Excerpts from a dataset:
=== Section Start ===

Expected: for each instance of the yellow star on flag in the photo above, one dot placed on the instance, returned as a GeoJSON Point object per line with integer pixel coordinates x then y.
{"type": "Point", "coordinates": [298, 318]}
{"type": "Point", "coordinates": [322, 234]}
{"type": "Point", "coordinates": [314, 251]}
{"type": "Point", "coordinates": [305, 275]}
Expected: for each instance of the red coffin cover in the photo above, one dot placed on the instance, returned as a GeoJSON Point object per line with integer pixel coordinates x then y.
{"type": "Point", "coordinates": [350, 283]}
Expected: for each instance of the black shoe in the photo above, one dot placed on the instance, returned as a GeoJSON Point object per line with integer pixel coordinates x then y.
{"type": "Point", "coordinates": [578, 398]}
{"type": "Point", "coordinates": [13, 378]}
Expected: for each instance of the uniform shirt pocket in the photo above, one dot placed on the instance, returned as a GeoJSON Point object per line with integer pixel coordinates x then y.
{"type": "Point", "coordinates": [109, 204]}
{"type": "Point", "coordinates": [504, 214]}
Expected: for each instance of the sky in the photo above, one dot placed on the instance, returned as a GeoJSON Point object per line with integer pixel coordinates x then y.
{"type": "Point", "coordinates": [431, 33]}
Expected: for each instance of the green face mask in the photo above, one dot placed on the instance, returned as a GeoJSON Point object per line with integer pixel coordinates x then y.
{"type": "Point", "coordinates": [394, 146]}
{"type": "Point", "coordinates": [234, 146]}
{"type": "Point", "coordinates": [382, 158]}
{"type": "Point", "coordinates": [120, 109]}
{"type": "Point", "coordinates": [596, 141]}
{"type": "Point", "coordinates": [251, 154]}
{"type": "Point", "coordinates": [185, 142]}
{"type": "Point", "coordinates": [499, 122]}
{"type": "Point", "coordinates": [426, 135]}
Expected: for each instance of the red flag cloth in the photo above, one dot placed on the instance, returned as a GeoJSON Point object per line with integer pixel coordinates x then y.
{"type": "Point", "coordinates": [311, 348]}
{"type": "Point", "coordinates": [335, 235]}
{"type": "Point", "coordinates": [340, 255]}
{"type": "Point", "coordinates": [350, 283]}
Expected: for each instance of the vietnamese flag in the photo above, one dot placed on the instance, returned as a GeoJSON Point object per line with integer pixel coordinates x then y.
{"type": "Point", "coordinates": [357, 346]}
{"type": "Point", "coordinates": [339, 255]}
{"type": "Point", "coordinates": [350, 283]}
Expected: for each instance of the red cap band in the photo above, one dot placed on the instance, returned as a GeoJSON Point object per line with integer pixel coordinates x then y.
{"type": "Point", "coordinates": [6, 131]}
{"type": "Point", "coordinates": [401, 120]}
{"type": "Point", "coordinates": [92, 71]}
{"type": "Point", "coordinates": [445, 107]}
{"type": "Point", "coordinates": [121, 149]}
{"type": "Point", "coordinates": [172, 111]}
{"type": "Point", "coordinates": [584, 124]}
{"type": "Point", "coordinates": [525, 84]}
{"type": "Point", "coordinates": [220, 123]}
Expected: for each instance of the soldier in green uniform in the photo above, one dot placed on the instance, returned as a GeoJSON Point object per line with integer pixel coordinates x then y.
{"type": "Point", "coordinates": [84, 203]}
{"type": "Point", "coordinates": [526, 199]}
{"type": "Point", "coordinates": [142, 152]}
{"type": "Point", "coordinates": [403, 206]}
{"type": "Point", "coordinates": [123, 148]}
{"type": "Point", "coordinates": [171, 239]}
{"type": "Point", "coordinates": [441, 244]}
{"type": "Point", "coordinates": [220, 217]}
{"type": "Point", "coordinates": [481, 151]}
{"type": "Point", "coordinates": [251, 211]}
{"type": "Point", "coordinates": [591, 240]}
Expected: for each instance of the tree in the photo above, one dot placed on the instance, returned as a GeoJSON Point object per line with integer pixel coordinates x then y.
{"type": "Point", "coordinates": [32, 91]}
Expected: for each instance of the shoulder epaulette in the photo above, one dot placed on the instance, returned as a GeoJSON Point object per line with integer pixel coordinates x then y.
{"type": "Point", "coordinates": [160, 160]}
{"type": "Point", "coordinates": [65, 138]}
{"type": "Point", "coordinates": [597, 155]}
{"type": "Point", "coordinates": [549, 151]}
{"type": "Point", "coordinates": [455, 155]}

=== Section End ===

▶ [Work item]:
Start at the first line and transcribe the data exactly through the last.

▶ [Response to this exercise]:
Expected: for each instance of the yellow star on flag in the photo above, one dot placed on the instance, returned as a GeoJSON Point object per line with integer pixel coordinates x then y.
{"type": "Point", "coordinates": [298, 318]}
{"type": "Point", "coordinates": [322, 234]}
{"type": "Point", "coordinates": [314, 251]}
{"type": "Point", "coordinates": [305, 275]}
Expected: for each instance of the red coffin cover in the photo above, one dot placed on the instance, returned as a GeoJSON Point object per line with integer pixel coordinates x then y.
{"type": "Point", "coordinates": [350, 283]}
Expected: for each instance of the black shoe in the photo above, one dot placed on the instance, returned as a GeoJSON Point object per line with integer pixel coordinates x then y.
{"type": "Point", "coordinates": [578, 398]}
{"type": "Point", "coordinates": [13, 378]}
Expected: for each instance of the uniform shirt pocket in the photo above, one dot placed on the instance, returned as a GeoJSON Point object per line with integer pixel coordinates x then y.
{"type": "Point", "coordinates": [109, 204]}
{"type": "Point", "coordinates": [504, 214]}
Expected: for each instance of the sky in the photo above, one dot placed on the instance, returned as a GeoJSON Point object per line with integer pixel coordinates x then y.
{"type": "Point", "coordinates": [431, 33]}
Expected: for each instance of the green face mask in the photo above, one dot placed on the instance, returned as a GeoJSON Point object per line with integer pixel coordinates x then y.
{"type": "Point", "coordinates": [394, 146]}
{"type": "Point", "coordinates": [234, 146]}
{"type": "Point", "coordinates": [382, 158]}
{"type": "Point", "coordinates": [120, 109]}
{"type": "Point", "coordinates": [596, 141]}
{"type": "Point", "coordinates": [251, 154]}
{"type": "Point", "coordinates": [185, 142]}
{"type": "Point", "coordinates": [499, 122]}
{"type": "Point", "coordinates": [426, 135]}
Expected: for each instance of the red flag cloth in the photo above, one dot placed on the instance, returned as a GeoJSON Point object per line with integer pixel coordinates x then y.
{"type": "Point", "coordinates": [311, 348]}
{"type": "Point", "coordinates": [335, 235]}
{"type": "Point", "coordinates": [340, 255]}
{"type": "Point", "coordinates": [350, 283]}
Expected: for each instance of the vietnamese flag in the photo above, one dot placed on the instance, returned as a GeoJSON Point object per line with integer pixel coordinates x then y.
{"type": "Point", "coordinates": [357, 346]}
{"type": "Point", "coordinates": [339, 255]}
{"type": "Point", "coordinates": [350, 283]}
Expected: for each instance of the red cap band in the photo above, one dot placed on the instance, returned as a GeoJSON Point object per line with integer pixel coordinates x then y.
{"type": "Point", "coordinates": [6, 131]}
{"type": "Point", "coordinates": [401, 120]}
{"type": "Point", "coordinates": [92, 71]}
{"type": "Point", "coordinates": [445, 107]}
{"type": "Point", "coordinates": [121, 149]}
{"type": "Point", "coordinates": [172, 111]}
{"type": "Point", "coordinates": [584, 124]}
{"type": "Point", "coordinates": [525, 84]}
{"type": "Point", "coordinates": [220, 123]}
Expected: for each instance of the soldier in green uniform in the photo above, one dot placed on the instance, returned as a GeoJSON Point object per line with integer pixel coordinates x then y.
{"type": "Point", "coordinates": [84, 203]}
{"type": "Point", "coordinates": [526, 199]}
{"type": "Point", "coordinates": [142, 152]}
{"type": "Point", "coordinates": [403, 206]}
{"type": "Point", "coordinates": [123, 148]}
{"type": "Point", "coordinates": [171, 239]}
{"type": "Point", "coordinates": [441, 244]}
{"type": "Point", "coordinates": [220, 217]}
{"type": "Point", "coordinates": [481, 151]}
{"type": "Point", "coordinates": [251, 211]}
{"type": "Point", "coordinates": [591, 240]}
Expected: for each instance of the tree in the photo above, one dot placed on the instance, returned as a GeoJSON Point object per line with integer pixel coordinates x then y.
{"type": "Point", "coordinates": [32, 91]}
Expected: for each instance of the shoulder epaulette in the photo above, one dot placed on the instance, returned as a GeoJSON Point object per line with integer pixel coordinates x then y.
{"type": "Point", "coordinates": [160, 160]}
{"type": "Point", "coordinates": [65, 138]}
{"type": "Point", "coordinates": [597, 155]}
{"type": "Point", "coordinates": [549, 151]}
{"type": "Point", "coordinates": [455, 155]}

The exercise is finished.